TASK PROMPT: Repeat word for word the opening stretch of the entries, from the first line through the line containing "of the diamond-shaped".

RECORDS PROVIDED below:

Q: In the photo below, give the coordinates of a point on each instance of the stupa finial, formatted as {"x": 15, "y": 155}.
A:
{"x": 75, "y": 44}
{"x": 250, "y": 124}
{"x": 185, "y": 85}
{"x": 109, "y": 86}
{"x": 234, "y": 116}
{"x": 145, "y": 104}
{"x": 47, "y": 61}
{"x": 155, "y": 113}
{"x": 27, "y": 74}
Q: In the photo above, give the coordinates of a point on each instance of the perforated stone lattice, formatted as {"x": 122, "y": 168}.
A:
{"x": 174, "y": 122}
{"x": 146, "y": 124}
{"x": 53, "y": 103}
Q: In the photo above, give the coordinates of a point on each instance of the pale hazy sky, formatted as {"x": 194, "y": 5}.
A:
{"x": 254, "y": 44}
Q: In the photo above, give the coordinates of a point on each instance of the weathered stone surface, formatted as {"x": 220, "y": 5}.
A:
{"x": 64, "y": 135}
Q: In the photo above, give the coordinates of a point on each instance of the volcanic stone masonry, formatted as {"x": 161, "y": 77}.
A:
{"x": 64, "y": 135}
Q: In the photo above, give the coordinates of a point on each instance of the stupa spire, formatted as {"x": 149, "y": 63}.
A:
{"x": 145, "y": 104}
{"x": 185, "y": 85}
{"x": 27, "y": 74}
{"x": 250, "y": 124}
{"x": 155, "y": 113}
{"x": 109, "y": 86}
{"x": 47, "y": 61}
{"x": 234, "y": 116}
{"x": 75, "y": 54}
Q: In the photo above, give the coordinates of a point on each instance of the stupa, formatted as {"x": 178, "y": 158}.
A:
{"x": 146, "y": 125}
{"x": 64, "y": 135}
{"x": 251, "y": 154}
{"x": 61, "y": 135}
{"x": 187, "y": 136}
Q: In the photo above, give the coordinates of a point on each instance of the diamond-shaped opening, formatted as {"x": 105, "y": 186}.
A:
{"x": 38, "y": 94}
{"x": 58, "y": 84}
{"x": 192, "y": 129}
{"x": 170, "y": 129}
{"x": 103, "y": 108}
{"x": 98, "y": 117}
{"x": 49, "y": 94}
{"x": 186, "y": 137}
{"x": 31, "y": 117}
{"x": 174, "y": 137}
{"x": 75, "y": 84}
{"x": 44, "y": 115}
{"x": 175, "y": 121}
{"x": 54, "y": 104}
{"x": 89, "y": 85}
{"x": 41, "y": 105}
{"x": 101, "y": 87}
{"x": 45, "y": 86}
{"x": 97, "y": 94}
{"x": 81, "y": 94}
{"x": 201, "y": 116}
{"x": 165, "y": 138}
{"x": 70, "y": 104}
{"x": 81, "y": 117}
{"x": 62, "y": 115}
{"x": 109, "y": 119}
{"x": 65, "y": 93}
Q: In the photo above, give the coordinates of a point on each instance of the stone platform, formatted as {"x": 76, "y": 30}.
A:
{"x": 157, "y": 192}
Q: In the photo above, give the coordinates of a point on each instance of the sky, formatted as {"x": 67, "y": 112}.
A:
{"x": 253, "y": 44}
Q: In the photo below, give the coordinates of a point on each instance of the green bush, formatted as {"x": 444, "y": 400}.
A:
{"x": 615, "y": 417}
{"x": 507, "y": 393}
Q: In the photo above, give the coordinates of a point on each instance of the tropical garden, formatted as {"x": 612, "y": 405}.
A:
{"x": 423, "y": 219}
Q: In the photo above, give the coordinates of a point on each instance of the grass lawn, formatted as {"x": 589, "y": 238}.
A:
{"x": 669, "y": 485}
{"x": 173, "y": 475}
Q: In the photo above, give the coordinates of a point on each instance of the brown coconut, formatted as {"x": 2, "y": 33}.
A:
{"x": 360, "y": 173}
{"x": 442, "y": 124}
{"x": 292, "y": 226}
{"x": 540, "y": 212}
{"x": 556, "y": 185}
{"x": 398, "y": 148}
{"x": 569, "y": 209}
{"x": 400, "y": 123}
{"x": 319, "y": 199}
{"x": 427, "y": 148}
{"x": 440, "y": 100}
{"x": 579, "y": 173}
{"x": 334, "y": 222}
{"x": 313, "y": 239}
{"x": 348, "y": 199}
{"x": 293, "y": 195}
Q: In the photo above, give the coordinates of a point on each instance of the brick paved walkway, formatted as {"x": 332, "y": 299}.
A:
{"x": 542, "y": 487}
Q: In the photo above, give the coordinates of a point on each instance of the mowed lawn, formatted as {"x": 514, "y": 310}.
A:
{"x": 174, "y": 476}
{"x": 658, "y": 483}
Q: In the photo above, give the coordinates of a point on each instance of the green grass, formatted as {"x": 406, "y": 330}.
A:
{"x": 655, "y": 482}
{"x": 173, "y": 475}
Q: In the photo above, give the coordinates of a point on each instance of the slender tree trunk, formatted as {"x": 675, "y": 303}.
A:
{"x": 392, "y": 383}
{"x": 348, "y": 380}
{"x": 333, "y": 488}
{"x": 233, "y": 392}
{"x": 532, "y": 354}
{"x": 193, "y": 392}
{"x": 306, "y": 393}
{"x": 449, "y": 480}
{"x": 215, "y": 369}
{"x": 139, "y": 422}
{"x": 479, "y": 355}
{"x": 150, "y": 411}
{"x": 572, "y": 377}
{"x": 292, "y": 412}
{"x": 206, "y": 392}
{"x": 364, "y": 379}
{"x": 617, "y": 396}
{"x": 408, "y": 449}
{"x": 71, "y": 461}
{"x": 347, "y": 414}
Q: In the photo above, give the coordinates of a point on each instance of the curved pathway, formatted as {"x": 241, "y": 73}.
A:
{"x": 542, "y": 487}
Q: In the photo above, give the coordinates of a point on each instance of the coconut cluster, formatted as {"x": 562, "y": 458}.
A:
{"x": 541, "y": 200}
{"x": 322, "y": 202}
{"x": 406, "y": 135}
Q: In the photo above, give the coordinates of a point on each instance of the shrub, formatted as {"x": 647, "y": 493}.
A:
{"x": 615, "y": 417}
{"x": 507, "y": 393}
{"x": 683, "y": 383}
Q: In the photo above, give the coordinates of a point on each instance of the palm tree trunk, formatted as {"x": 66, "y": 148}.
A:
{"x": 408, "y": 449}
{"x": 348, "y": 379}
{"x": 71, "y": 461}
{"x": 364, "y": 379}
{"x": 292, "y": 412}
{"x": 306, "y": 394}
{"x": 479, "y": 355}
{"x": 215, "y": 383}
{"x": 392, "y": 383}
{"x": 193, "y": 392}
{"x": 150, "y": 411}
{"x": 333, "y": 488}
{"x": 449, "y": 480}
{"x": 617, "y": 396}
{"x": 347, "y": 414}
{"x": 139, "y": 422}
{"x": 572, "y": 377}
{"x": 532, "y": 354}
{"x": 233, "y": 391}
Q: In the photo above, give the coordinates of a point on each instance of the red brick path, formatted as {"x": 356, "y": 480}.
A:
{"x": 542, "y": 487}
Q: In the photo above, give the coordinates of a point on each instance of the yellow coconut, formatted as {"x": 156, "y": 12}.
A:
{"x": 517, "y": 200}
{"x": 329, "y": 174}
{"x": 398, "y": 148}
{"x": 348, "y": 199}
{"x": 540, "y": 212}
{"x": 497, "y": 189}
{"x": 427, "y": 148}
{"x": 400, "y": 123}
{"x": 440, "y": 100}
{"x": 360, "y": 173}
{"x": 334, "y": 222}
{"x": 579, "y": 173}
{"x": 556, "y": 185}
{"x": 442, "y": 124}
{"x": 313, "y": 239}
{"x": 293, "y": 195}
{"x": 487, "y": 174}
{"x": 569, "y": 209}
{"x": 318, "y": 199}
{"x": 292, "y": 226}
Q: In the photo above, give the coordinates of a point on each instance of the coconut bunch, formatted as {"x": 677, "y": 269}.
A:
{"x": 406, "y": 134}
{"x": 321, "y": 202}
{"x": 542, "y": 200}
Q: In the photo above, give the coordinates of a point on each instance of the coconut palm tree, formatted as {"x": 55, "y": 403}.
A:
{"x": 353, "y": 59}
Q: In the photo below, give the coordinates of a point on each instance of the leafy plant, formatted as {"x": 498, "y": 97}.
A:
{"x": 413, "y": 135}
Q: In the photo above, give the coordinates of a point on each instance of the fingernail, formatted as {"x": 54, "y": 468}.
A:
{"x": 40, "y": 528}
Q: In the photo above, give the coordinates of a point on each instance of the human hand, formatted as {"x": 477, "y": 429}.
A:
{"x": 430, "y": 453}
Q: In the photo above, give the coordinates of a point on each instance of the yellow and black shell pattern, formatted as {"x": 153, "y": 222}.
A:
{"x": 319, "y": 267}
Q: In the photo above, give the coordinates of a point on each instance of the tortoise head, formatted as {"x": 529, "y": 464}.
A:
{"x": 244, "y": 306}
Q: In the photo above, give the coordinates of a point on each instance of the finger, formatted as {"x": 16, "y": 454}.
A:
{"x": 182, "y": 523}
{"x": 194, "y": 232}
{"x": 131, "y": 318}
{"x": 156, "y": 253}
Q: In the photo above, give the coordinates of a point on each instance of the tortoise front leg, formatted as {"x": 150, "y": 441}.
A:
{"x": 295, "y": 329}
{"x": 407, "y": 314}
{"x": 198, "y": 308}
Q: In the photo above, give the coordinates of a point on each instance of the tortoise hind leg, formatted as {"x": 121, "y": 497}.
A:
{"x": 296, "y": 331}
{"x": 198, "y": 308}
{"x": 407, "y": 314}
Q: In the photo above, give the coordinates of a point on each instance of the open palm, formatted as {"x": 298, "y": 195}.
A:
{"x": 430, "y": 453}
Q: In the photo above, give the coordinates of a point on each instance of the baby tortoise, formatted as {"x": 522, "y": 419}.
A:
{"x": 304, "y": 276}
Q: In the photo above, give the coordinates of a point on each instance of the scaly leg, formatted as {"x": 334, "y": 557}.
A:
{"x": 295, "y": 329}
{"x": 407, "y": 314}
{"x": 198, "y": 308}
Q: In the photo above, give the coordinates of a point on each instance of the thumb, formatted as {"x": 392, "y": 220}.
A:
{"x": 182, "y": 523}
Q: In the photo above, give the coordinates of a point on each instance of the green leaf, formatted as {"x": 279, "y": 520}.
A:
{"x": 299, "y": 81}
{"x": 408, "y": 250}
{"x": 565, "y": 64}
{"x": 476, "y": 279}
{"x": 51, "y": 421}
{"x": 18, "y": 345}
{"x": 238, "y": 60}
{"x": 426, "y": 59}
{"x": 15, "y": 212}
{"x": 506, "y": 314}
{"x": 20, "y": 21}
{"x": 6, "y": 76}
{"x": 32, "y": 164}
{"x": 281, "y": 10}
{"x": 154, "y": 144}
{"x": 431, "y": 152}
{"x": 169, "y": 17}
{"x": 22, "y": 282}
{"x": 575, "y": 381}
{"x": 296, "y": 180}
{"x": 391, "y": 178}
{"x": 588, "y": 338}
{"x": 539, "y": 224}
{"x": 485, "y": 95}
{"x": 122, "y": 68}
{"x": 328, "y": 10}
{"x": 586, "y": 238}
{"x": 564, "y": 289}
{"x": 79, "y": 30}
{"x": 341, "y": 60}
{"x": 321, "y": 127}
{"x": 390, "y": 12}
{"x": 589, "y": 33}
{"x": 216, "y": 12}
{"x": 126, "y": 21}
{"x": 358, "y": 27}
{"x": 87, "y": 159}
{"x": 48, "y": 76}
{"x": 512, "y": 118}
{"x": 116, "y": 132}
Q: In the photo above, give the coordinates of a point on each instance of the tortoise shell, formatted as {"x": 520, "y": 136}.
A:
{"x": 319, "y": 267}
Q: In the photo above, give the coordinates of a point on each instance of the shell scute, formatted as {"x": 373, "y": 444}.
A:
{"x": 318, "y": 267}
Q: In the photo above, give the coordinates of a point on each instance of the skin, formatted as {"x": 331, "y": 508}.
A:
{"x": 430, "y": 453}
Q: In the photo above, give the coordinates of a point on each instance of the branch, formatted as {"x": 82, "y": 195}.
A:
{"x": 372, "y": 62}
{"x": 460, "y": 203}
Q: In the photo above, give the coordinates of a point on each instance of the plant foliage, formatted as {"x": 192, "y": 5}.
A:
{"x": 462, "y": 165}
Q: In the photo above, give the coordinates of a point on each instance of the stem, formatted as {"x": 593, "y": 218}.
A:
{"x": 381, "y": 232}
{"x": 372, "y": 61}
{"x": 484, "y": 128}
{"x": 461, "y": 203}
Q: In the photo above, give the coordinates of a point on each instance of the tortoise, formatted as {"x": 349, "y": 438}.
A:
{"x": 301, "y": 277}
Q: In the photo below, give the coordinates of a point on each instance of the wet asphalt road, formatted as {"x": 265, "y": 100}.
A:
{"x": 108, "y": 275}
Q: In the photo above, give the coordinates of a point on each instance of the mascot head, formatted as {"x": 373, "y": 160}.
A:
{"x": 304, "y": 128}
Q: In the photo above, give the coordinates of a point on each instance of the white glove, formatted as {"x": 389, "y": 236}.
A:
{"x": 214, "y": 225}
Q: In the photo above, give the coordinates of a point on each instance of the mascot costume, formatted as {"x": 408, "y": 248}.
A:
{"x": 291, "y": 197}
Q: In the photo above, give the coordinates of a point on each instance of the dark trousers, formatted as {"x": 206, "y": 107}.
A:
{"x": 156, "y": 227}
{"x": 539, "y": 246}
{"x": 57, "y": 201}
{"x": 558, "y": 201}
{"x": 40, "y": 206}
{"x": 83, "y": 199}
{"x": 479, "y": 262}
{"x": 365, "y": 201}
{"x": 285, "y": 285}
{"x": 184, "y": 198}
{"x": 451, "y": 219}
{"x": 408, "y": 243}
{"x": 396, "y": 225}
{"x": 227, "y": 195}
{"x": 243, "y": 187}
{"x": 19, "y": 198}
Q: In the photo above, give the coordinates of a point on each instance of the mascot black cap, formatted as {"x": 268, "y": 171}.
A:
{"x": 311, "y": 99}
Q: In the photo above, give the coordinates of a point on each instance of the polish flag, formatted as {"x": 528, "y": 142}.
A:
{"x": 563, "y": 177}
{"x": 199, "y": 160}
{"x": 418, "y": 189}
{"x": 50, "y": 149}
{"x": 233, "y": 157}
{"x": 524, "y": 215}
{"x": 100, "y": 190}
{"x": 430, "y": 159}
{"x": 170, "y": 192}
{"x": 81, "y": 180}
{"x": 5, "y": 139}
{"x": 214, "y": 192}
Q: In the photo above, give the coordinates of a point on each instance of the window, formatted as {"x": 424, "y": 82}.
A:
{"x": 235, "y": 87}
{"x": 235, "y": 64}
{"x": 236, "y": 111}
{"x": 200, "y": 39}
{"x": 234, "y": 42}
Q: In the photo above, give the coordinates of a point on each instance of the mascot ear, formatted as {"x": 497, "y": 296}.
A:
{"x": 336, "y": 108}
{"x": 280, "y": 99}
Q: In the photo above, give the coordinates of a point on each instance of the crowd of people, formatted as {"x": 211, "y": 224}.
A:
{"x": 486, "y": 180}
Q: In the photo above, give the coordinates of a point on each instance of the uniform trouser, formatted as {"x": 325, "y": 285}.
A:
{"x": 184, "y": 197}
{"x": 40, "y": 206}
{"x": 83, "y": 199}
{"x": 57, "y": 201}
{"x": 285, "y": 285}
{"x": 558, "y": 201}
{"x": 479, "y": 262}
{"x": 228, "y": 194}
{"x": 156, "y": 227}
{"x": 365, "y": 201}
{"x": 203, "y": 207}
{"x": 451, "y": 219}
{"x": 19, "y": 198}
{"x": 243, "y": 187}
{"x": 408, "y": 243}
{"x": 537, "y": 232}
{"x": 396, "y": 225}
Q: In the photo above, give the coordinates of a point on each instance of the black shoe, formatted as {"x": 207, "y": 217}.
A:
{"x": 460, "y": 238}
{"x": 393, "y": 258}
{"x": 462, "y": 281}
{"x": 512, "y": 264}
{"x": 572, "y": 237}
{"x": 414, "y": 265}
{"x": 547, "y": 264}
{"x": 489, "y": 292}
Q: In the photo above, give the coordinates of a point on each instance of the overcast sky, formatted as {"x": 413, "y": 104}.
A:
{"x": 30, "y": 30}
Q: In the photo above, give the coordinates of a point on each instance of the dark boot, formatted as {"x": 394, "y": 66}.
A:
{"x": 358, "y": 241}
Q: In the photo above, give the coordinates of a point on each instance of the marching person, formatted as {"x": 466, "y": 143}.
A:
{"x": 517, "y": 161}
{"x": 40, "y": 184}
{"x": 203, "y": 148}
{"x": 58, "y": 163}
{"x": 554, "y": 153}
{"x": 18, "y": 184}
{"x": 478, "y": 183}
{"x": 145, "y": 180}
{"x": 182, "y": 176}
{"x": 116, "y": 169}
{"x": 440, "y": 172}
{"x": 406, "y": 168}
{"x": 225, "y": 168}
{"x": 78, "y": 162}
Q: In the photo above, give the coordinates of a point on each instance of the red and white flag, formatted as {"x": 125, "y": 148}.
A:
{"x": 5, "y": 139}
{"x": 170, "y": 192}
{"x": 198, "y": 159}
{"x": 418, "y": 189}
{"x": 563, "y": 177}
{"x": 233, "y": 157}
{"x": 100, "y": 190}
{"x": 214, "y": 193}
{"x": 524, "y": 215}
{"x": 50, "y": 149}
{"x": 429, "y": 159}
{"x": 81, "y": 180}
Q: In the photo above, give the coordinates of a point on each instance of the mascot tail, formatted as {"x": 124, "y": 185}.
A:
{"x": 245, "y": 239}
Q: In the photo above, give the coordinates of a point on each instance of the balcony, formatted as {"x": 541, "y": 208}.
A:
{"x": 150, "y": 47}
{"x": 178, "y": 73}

End of RECORDS PROVIDED.

RESPONSE BELOW:
Q: In the photo below, give the coordinates of a point on each instance of the stupa finial, formatted as {"x": 15, "y": 155}.
A:
{"x": 75, "y": 44}
{"x": 250, "y": 124}
{"x": 185, "y": 85}
{"x": 109, "y": 86}
{"x": 234, "y": 116}
{"x": 145, "y": 104}
{"x": 47, "y": 61}
{"x": 155, "y": 113}
{"x": 27, "y": 74}
Q: In the photo above, give the coordinates of a point on each instance of the perforated stone lattice, formatted as {"x": 122, "y": 168}.
A:
{"x": 174, "y": 122}
{"x": 146, "y": 124}
{"x": 53, "y": 103}
Q: In the photo above, give the coordinates of a point on each instance of the pale hazy sky, formatted as {"x": 194, "y": 5}.
A:
{"x": 254, "y": 44}
Q: In the photo above, give the coordinates of a point on each instance of the weathered stone surface, formatted as {"x": 220, "y": 5}.
A:
{"x": 64, "y": 135}
Q: In the photo above, give the coordinates of a point on each instance of the volcanic stone masonry, formatted as {"x": 161, "y": 77}.
A:
{"x": 64, "y": 135}
Q: In the photo above, give the coordinates of a point on each instance of the stupa spire, formatted as {"x": 149, "y": 63}.
A:
{"x": 145, "y": 104}
{"x": 185, "y": 85}
{"x": 27, "y": 74}
{"x": 250, "y": 124}
{"x": 155, "y": 113}
{"x": 109, "y": 86}
{"x": 47, "y": 61}
{"x": 234, "y": 116}
{"x": 75, "y": 54}
Q: In the photo above, give the coordinates of a point on each instance of the stupa, formatted as {"x": 178, "y": 158}.
A:
{"x": 146, "y": 125}
{"x": 64, "y": 135}
{"x": 251, "y": 154}
{"x": 61, "y": 135}
{"x": 187, "y": 136}
Q: In the photo above, give the coordinates of a point on each instance of the diamond-shaped opening, formatted as {"x": 105, "y": 186}.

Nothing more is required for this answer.